> [TEXT TO READ]:
================

JuliaWeb / URIParser.jl

Uniform Resource Identifier (URI) parser in Julia
Other
17 stars 29 forks source link

Support punycode #9

Open porterjamesj opened 10 years ago

porterjamesj commented 10 years ago

I'm not sure about the details, but it might be nice to allow URIs of non-ASCII text (i.e. use String rather than ASCIIString in the type definition). The RFC is a bit vague on this. Perhaps it isn't technically allowed but it seems possible to encounter in the wild (e.g. ☃.net will resolve in a browser). On a practical level it's somewhat annoying to not be able to pass UTF8Strings or SubStrings thereof to methods in Requests.jl.

Keno commented 10 years ago

The browser does the appropriate mangling of the URI which we probably would have to implement.

================

> [SHORT EXERCISE A]: Copy the rows word for word, from the line containing "Pick out the red sock of" through the final line of the rows.

> [SOURCE MATERIAL]:
================

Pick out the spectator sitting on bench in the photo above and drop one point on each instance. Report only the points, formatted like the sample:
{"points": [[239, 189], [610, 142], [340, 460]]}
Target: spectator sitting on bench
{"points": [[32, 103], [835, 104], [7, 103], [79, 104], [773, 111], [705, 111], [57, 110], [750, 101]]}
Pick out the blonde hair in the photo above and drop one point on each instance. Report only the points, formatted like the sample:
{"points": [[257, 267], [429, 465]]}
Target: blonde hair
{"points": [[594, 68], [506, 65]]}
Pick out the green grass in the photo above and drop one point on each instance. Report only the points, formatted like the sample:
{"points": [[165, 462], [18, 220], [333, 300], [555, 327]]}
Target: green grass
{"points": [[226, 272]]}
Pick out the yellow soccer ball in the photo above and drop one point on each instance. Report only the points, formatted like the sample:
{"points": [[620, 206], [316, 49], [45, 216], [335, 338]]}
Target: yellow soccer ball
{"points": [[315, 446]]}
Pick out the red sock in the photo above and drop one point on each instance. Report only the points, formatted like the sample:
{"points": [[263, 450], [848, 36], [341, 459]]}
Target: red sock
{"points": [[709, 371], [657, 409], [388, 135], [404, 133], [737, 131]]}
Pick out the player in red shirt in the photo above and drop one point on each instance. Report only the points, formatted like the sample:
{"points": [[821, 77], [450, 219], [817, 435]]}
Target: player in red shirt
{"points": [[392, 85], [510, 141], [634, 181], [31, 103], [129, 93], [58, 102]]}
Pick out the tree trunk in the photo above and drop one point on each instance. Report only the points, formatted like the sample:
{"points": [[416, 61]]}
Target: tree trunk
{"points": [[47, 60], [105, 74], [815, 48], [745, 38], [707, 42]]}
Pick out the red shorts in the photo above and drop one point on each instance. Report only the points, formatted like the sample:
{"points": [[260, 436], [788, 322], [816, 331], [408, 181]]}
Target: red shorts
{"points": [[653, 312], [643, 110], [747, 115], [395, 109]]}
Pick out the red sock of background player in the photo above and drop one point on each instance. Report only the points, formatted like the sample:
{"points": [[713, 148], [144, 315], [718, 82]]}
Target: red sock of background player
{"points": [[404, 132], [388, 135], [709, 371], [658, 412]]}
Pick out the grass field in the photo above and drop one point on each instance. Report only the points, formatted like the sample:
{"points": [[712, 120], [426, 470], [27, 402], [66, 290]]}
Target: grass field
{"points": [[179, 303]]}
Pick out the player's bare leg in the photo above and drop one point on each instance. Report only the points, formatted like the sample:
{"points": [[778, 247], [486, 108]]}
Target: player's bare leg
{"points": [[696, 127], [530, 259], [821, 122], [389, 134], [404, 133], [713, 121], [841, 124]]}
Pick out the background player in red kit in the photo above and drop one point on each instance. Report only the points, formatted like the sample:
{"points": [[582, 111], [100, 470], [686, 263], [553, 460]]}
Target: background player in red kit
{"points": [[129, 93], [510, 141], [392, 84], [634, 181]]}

================

> [SHORT EXERCISE B]: Continue the punycode discussion from the point where it ends.

> [TASK ANSWER A]:
Pick out the red sock of background player in the photo above and drop one point on each instance. Report only the points, formatted like the sample:
{"points": [[713, 148], [144, 315], [718, 82]]}
Target: red sock of background player
{"points": [[404, 132], [388, 135], [709, 371], [658, 412]]}
Pick out the grass field in the photo above and drop one point on each instance. Report only the points, formatted like the sample:
{"points": [[712, 120], [426, 470], [27, 402], [66, 290]]}
Target: grass field
{"points": [[179, 303]]}
Pick out the player's bare leg in the photo above and drop one point on each instance. Report only the points, formatted like the sample:
{"points": [[778, 247], [486, 108]]}
Target: player's bare leg
{"points": [[696, 127], [530, 259], [821, 122], [389, 134], [404, 133], [713, 121], [841, 124]]}
Pick out the background player in red kit in the photo above and drop one point on each instance. Report only the points, formatted like the sample:
{"points": [[582, 111], [100, 470], [686, 263], [553, 460]]}
Target: background player in red kit
{"points": [[129, 93], [510, 141], [392, 84], [634, 181]]}

> [TASK ANSWER B]:
porterjamesj commented 10 years ago

For now we could just add a URI constructor that converts String inputs to ASCIIString? Won't actually handle unicode but it will at least allow one to pass things that are typed UTF8 but will conform to the ASCII character set to Requests.get, etc.

Keno commented 10 years ago

That sounds reasonable.

porterjamesj commented 10 years ago

I'll make a PR.

tanmaykm commented 10 years ago

I think the hostname part needs to be encoded in punycode (http://www.faqs.org/rfcs/rfc3492.html) and the path percent-escaped UTF8.

malmaud commented 8 years ago

punycode is fairly complex - see an example implementation. Is anyone up for having a go at it?

randyzwitch commented 8 years ago

Roughly two years old at this point...is this still a desirable feature/anyone going to claim this?

samoconnor commented 6 years ago

another ~2 years later...

The URI part of this seems to currently not-fail in HTTP.jl:

julia> x = HTTP.URI("http://☃.net")
HTTP.URI("http://☃.net")

julia> HTTP.URIs.showparts(x)
HTTP.URI("http://☃.net"
    scheme = "http",
    userinfo = "" (absent),
    host = "☃.net",
    port = "" (absent),
    path = "",
    query = "" (absent),
    fragment = "" (absent))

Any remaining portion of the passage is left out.